Short exercise → Please present every line of the following material as a numbered list, omitting blank lines.
--- Begin Material to process ---
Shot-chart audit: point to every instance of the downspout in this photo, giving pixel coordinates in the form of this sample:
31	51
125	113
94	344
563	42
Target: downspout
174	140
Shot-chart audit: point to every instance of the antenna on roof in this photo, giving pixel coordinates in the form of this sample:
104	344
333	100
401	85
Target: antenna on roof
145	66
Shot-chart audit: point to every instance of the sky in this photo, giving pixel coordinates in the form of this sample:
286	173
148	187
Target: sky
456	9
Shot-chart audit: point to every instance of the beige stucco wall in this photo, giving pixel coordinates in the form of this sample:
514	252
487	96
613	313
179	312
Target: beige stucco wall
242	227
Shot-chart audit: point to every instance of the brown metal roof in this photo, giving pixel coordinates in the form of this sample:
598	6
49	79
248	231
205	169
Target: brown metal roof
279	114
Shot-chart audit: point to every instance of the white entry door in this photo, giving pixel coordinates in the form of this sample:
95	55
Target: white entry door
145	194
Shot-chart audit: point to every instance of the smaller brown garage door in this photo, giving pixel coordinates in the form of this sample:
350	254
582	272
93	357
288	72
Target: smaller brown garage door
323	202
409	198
--- End Material to process ---
Written solution →
1. Shot-chart audit: point to every instance of the downspout in this photo, giving pixel coordinates in the form of this sample:
2. 31	51
3. 125	113
4. 94	344
5. 563	42
6. Target: downspout
7. 174	140
8. Shot-chart audit: point to every instance of the antenna on roof in this photo, giving pixel coordinates in the form of this sample:
9. 104	344
10. 333	100
11. 401	85
12. Target: antenna on roof
13. 145	66
14. Shot-chart audit: point to every instance of the sky in this photo, giving pixel coordinates in the form of this sample:
15. 286	173
16. 148	187
17. Target: sky
18. 456	9
19. Shot-chart audit: point to every instance of the beige stucco wall in this photo, giving pixel coordinates in the form of this sample:
20. 514	252
21. 487	96
22. 613	313
23. 179	312
24. Target: beige stucco wall
25. 242	227
26. Shot-chart audit: point to every instance of the brown metal roof in this photo, giving pixel coordinates in the form of this sample:
27. 598	6
28. 49	79
29. 248	231
30. 205	169
31. Target: brown metal roof
32. 279	114
33. Shot-chart audit: point to every instance of the white entry door in this photo, giving pixel coordinates in the form of this sample:
34. 95	55
35. Target: white entry door
36. 145	194
37. Shot-chart audit: point to every instance of the smaller brown garage door in this photo, giving pixel coordinates in the form of this sample:
38. 350	254
39. 582	272
40. 93	357
41. 288	72
42. Target: smaller brown garage door
43. 323	202
44. 409	198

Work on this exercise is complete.